Problem details: Print exactly the lines below between the line holding "Target: rein" and the line holding "the pony's nostril?", inclusive, and nothing more.
BEGIN Listed records
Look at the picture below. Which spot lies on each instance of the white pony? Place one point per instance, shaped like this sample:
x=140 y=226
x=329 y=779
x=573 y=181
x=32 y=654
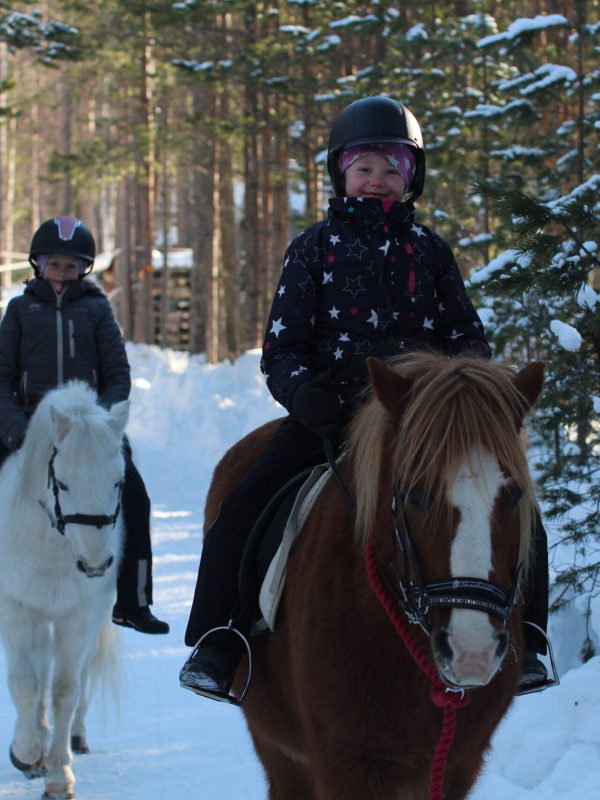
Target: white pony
x=60 y=545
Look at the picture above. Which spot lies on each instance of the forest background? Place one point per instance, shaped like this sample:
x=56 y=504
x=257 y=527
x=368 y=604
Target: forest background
x=203 y=124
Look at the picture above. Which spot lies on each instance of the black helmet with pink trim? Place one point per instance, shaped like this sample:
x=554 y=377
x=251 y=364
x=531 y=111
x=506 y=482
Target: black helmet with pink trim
x=63 y=236
x=373 y=120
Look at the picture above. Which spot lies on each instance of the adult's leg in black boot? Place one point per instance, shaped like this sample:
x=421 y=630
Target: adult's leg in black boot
x=212 y=665
x=535 y=613
x=134 y=582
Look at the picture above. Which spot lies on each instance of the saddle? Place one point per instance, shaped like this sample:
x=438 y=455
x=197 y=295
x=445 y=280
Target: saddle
x=264 y=560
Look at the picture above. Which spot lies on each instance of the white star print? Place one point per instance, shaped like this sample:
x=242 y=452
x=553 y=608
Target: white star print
x=373 y=319
x=277 y=326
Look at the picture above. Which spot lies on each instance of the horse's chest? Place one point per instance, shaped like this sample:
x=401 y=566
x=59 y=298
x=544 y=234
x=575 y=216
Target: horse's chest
x=42 y=575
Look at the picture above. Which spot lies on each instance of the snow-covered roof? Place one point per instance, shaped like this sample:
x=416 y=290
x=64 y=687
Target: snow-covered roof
x=177 y=258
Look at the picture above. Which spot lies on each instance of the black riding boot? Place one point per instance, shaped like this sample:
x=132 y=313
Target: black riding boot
x=134 y=582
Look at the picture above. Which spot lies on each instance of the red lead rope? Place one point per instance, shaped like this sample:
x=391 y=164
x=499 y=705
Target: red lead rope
x=440 y=694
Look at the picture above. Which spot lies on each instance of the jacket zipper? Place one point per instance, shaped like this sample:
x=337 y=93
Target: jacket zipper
x=71 y=338
x=59 y=343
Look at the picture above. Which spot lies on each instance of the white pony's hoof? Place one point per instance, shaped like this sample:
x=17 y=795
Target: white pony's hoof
x=79 y=745
x=37 y=770
x=59 y=791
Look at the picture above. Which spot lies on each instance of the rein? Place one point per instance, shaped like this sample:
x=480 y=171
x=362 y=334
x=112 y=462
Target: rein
x=450 y=700
x=414 y=599
x=60 y=520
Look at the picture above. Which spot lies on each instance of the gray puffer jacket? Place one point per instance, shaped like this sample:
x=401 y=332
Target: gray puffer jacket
x=48 y=339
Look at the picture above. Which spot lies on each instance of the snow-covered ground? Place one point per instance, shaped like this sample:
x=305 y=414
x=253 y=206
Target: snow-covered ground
x=169 y=743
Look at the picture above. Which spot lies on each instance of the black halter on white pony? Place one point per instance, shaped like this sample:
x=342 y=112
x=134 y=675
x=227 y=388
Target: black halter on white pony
x=67 y=477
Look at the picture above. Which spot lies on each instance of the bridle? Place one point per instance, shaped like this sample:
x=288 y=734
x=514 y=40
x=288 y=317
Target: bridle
x=59 y=520
x=416 y=598
x=406 y=585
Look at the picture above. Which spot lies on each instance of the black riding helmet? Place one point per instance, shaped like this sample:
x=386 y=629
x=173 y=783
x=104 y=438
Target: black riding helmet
x=369 y=121
x=65 y=236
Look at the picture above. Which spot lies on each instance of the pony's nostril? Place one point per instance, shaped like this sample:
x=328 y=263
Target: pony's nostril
x=442 y=644
x=502 y=646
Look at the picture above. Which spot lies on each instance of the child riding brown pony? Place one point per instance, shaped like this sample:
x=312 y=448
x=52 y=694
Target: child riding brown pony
x=348 y=699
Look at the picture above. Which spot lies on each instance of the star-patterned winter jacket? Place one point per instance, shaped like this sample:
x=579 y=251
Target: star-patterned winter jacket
x=47 y=340
x=364 y=282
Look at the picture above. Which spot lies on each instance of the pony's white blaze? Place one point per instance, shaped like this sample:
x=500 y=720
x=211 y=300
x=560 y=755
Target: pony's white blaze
x=471 y=636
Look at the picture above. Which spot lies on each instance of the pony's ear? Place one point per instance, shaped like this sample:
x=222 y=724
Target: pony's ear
x=390 y=388
x=118 y=416
x=61 y=424
x=529 y=382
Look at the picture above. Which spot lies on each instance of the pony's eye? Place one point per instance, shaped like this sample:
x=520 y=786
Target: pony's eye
x=417 y=498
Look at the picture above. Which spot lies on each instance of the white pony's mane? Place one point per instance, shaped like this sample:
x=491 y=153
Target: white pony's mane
x=89 y=432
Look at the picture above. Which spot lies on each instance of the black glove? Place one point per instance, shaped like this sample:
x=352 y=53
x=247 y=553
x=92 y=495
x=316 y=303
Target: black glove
x=318 y=408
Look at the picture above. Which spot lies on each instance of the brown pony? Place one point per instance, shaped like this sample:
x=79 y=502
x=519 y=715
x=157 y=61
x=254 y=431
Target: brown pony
x=340 y=705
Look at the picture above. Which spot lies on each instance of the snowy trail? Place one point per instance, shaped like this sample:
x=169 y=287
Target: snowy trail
x=169 y=743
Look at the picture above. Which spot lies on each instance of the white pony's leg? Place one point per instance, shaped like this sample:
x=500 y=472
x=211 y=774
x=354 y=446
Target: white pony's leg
x=79 y=743
x=74 y=636
x=27 y=642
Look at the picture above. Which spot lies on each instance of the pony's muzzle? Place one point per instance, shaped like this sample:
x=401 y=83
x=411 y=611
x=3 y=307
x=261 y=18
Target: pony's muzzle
x=468 y=663
x=94 y=572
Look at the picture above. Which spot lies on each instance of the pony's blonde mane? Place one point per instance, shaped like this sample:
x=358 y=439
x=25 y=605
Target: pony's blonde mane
x=455 y=409
x=88 y=434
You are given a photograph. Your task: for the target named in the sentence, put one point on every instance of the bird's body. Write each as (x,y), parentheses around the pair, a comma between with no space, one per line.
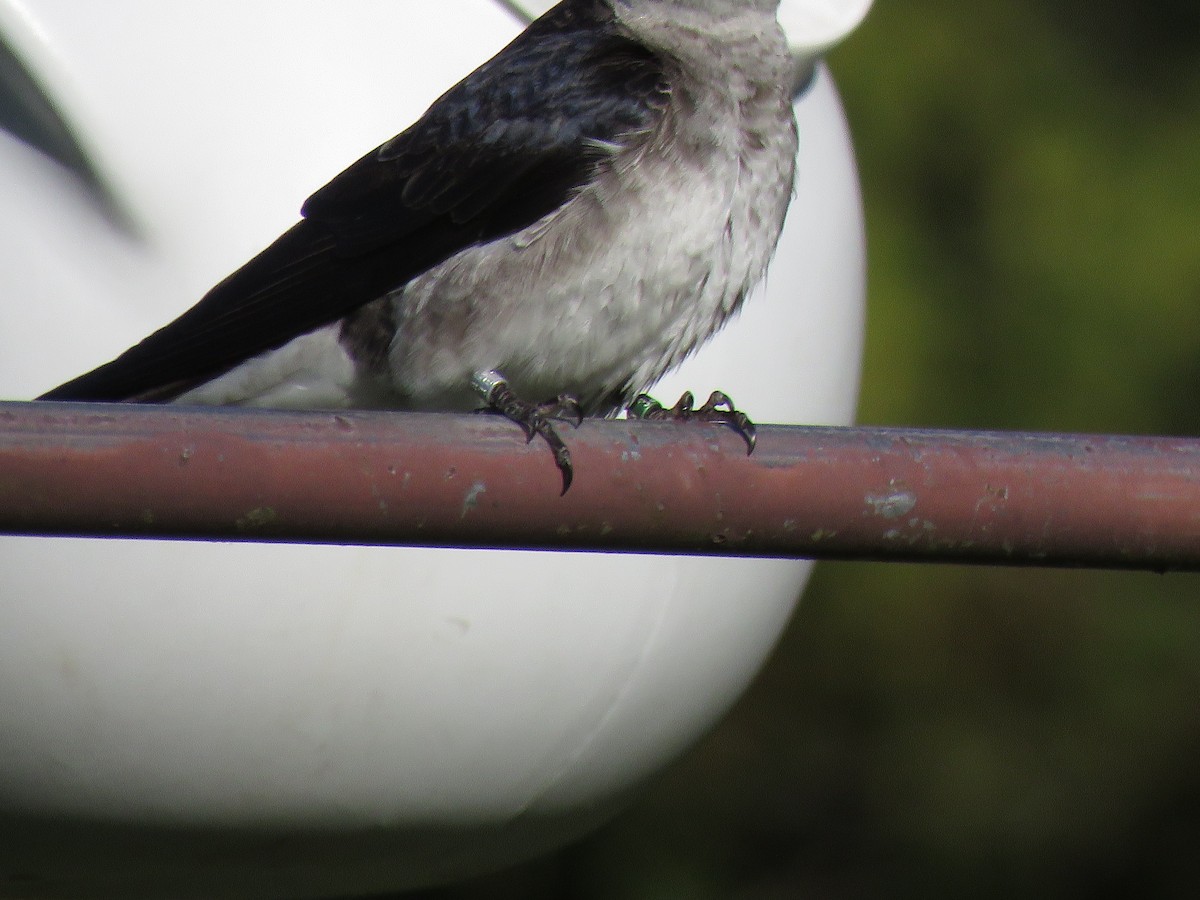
(579,214)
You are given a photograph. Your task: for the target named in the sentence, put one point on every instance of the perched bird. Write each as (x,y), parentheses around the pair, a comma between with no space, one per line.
(569,221)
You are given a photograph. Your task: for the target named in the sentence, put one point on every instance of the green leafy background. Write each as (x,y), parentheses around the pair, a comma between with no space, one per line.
(1031,172)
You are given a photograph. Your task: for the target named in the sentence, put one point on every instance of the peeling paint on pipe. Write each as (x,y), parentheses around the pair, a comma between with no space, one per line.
(472,481)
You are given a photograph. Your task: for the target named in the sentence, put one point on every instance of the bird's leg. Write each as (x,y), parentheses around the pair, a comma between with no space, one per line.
(719,409)
(533,418)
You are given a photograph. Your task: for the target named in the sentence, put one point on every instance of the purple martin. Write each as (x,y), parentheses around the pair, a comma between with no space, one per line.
(569,221)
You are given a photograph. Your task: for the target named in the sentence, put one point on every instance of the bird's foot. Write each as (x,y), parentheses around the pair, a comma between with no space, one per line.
(533,418)
(719,409)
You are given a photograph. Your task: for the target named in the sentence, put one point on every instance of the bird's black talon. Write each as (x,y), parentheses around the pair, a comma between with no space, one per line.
(718,409)
(534,419)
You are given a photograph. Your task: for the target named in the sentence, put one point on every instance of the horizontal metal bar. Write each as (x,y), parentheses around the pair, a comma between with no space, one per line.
(472,481)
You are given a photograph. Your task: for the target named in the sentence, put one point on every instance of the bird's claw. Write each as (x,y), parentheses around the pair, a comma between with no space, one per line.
(534,419)
(718,409)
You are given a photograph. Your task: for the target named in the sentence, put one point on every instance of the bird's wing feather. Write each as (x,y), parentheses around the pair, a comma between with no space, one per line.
(499,150)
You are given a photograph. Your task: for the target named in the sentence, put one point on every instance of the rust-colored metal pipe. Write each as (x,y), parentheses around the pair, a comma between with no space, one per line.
(472,481)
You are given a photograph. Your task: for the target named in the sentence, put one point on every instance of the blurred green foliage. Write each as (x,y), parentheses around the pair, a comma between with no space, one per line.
(1031,172)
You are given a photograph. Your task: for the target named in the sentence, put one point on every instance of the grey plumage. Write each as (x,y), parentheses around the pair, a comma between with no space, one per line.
(579,214)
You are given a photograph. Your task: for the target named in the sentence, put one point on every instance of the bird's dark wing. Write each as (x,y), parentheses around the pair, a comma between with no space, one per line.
(498,151)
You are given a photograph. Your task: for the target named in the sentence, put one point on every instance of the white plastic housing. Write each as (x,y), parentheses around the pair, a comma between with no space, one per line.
(240,720)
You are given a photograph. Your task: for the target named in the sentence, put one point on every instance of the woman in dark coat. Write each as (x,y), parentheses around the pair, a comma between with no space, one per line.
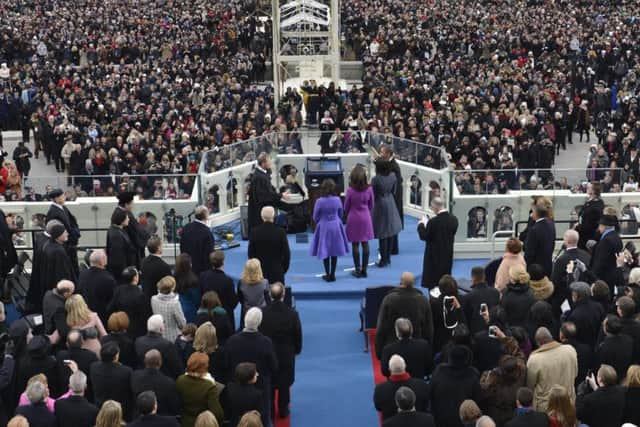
(120,251)
(129,298)
(386,219)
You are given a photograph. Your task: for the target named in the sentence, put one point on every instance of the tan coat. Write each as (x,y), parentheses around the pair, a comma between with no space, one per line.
(502,275)
(551,364)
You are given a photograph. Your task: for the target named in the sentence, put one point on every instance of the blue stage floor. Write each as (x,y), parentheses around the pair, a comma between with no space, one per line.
(305,272)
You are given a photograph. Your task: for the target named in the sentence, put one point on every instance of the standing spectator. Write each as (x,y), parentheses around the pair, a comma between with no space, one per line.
(403,302)
(540,241)
(197,240)
(154,267)
(603,263)
(590,215)
(282,324)
(329,239)
(187,287)
(198,390)
(416,352)
(358,205)
(250,345)
(130,299)
(552,363)
(512,257)
(481,295)
(167,304)
(269,244)
(97,284)
(438,234)
(120,250)
(386,219)
(215,279)
(604,407)
(451,384)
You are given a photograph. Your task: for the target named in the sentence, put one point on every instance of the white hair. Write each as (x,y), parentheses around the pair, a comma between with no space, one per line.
(155,324)
(397,365)
(253,318)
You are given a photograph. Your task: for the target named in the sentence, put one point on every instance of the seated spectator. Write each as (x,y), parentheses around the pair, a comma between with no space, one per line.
(451,384)
(518,298)
(75,410)
(384,393)
(198,390)
(36,411)
(525,415)
(167,304)
(407,415)
(512,257)
(241,395)
(605,405)
(172,365)
(416,352)
(407,302)
(118,325)
(147,407)
(151,378)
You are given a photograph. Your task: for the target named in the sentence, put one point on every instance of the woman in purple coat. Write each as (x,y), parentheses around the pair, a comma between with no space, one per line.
(358,204)
(329,240)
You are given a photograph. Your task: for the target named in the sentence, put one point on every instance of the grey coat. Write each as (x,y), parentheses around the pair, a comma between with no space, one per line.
(386,219)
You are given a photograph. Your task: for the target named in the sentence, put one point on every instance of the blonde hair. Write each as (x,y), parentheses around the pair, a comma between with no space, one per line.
(206,419)
(78,313)
(110,415)
(205,339)
(252,273)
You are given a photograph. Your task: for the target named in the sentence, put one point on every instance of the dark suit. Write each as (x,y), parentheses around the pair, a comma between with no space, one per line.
(172,365)
(120,251)
(589,218)
(270,245)
(153,269)
(410,419)
(162,385)
(438,234)
(216,280)
(282,324)
(261,194)
(197,241)
(153,420)
(539,244)
(111,381)
(97,285)
(384,394)
(75,411)
(603,262)
(416,352)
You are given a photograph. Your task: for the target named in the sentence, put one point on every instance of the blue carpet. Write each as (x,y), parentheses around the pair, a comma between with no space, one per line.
(305,271)
(334,380)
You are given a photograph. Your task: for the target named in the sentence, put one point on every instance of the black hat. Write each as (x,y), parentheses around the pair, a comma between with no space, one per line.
(55,193)
(608,220)
(57,230)
(125,197)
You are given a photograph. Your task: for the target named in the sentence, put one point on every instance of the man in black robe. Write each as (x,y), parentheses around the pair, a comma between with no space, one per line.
(59,211)
(438,233)
(56,263)
(136,232)
(261,192)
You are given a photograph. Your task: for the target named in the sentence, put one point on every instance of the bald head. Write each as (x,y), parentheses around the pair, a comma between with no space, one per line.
END Listed records
Task output:
Target: rein
x=450 y=700
x=414 y=599
x=60 y=520
Look at the picture above. Which spot lies on each instance of the gray puffer jacket? Place one point per instance, shaped like this sample:
x=401 y=332
Target: gray puffer jacket
x=48 y=339
Look at the picture above. Which spot lies on each instance of the snow-covered ground? Place one point per instance, shaped like this sample:
x=305 y=414
x=253 y=206
Target: snow-covered ground
x=169 y=743
Look at the picture above. Which spot lies on each instance of the black halter on white pony? Place one point per instance, shaped like this sample:
x=342 y=112
x=134 y=675
x=227 y=388
Target: black halter on white pony
x=67 y=477
Look at the picture above. Which spot lies on each instance of the bridle? Place one point per instance, shaped like this sample:
x=288 y=734
x=514 y=40
x=288 y=317
Target: bridle
x=59 y=520
x=416 y=598
x=406 y=585
Look at the picture above. Which spot lies on each instance of the black riding helmet? Place one point per instance, shaped like this sample:
x=386 y=629
x=173 y=783
x=104 y=438
Target: black riding helmet
x=369 y=121
x=65 y=236
Look at the picture above. Which spot lies on each instance of the pony's nostril? Place one point per instance, shaped like this sample:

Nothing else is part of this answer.